YOUR TASK:
Could you copy the listing below with "Annotation task" replaced by "Labeling task" throughout, leaving every other word unchanged and leaving out the pictures?

DATASET:
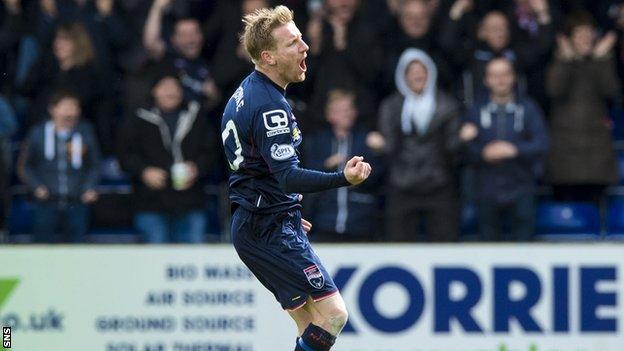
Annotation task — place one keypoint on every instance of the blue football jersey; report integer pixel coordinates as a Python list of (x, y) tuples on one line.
[(260, 138)]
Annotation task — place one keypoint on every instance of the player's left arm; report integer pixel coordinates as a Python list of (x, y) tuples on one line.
[(274, 134)]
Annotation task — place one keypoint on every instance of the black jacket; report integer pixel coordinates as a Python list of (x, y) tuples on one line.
[(145, 141)]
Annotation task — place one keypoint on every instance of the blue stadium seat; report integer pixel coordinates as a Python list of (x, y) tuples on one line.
[(621, 166), (617, 120), (568, 221), (19, 220), (615, 220), (20, 216)]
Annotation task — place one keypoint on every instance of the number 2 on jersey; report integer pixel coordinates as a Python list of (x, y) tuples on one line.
[(230, 126)]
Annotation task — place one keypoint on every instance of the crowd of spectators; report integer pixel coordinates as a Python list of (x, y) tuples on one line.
[(453, 102)]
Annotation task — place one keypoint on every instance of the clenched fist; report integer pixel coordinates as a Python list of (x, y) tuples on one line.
[(356, 170)]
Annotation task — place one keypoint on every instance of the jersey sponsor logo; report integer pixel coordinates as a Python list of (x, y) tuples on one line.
[(315, 276), (296, 134), (282, 152), (275, 119), (238, 97)]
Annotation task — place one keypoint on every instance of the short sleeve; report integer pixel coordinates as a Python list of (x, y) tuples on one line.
[(273, 133)]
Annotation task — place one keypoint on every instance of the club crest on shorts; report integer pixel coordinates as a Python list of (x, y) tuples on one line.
[(315, 276)]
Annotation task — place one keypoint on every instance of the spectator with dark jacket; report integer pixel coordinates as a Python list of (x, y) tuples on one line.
[(506, 144), (419, 135), (104, 25), (167, 149), (345, 214), (182, 53), (226, 51), (494, 39), (344, 54), (60, 164), (582, 81)]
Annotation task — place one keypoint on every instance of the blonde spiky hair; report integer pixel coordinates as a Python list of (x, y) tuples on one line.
[(259, 25)]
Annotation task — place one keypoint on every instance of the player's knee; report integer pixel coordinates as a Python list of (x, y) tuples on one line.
[(337, 318)]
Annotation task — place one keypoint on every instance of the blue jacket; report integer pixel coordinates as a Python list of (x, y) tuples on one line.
[(520, 123), (351, 211), (67, 166)]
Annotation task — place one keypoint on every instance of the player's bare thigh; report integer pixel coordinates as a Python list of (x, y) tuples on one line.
[(329, 314)]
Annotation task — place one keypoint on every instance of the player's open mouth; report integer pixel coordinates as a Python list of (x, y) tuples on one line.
[(302, 65)]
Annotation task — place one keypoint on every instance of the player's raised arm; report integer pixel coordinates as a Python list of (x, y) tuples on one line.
[(356, 170)]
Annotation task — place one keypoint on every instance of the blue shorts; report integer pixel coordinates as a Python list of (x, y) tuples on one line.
[(277, 251)]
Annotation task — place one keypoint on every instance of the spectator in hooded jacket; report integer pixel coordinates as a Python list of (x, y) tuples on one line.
[(507, 140), (344, 214), (60, 164), (419, 133), (167, 148)]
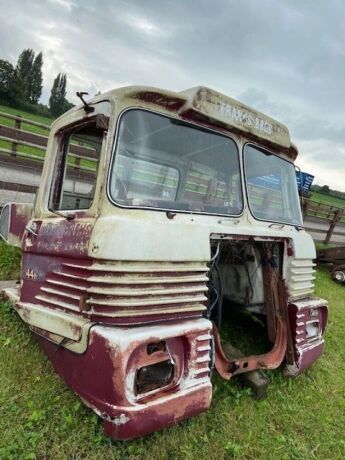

RESULT:
Labeling task — place one keypoint on every instance of the blue football jersey; report integer pixel coordinates as a Python list of (x, y) tuples on one line.
[(260, 138)]
Labeling task — place one keypoint on every instance of the player's left arm; report integer pixel coordinates as a Python list of (x, y) tuples on one line.
[(274, 134)]
Labeling task — place one keypoint on every instance of the black jacket; report integer pixel coordinates as a Python list of (x, y) tuples on one line.
[(145, 141)]
Labeling task — place one keypoint on every instance of the blue stadium seat; report integer pixel coordinates as a Python list of (x, y) tuples on one line.
[(621, 166), (617, 120), (568, 221), (19, 220), (615, 220), (20, 216)]
Labeling task — place one keypoint on every instance of the number 2 on jersey; report integer pixel coordinates as a Python list of (x, y) tuples on one line.
[(230, 126)]
Labeling task — place one keypoint on every instance of the crowd of spectators; report integer pixel coordinates as a Python list of (x, y) tuples on one line.
[(453, 102)]
Labeling task — place one keypoint on every instance of the clenched fist; report integer pixel coordinates as a Python list of (x, y) tuples on one line.
[(356, 170)]
Labeling task — place one keypoint on every instance of the jersey sponsor logo; report integer pixel coordinates as a Python list of (x, y) tuples on one line.
[(315, 276), (296, 134), (282, 152), (275, 119), (238, 97)]
Labeling task — place one keypoint on every instance of the short sleeve; report integer pixel coordinates as a Python list of (x, y) tuples on one line.
[(273, 133)]
Labeling task — place one keypoint on every instance of the club crest on shorts; report integer pixel coordinates as a Python list of (x, y) tuples on one line.
[(315, 276)]
Labeling task — place one keypoint on every instance of the spectator with dark jacket; report integer pixel coordinates as a Python list of (x, y) tuples on one line.
[(506, 144), (419, 135), (104, 25), (167, 149), (345, 214), (182, 53), (226, 51), (494, 39), (344, 54), (60, 164), (582, 81)]
Labeling task — place one keypoint on every instance of the blonde spiky hair; report integer pixel coordinates as a Python list of (x, y) tuples on one line.
[(259, 25)]
Labeling task — place one keypoint on every instance of the player's knee; report integer pixel coordinates as a Python list of (x, y) tuples on one line.
[(337, 318)]
Labeling task — place one keypoint on every instance of the blue jacket; report integer pixel coordinates as a Python list of (x, y) tuples on one line.
[(520, 123), (351, 211), (67, 166)]
Labeling task — place one keypoint on every instance of the player's bare thigh; report integer pixel coordinates as a Python list of (x, y) tuples on one line.
[(329, 314)]
Labeling task — place one keypoint on every instance of the player's open mouth; report integer pixel coordinates as a Python list of (x, y) tuples on one line.
[(302, 65)]
Labeling task — place one keypoint on every instance of the player's raised arm; report integer pixel coordinates as a Python list of (x, y) tuples on one line.
[(356, 170)]
Labeling task — place one keypoint on every instance of the blue shorts; report integer pixel coordinates as a Python list of (x, y) tuples on one line.
[(277, 251)]
Labeling task — place one keypoint on every instance of the spectator in hooded jacket; report integer pixel coordinates as a Python list of (x, y) tuples on one line.
[(507, 140), (344, 214), (60, 164), (419, 133), (167, 148)]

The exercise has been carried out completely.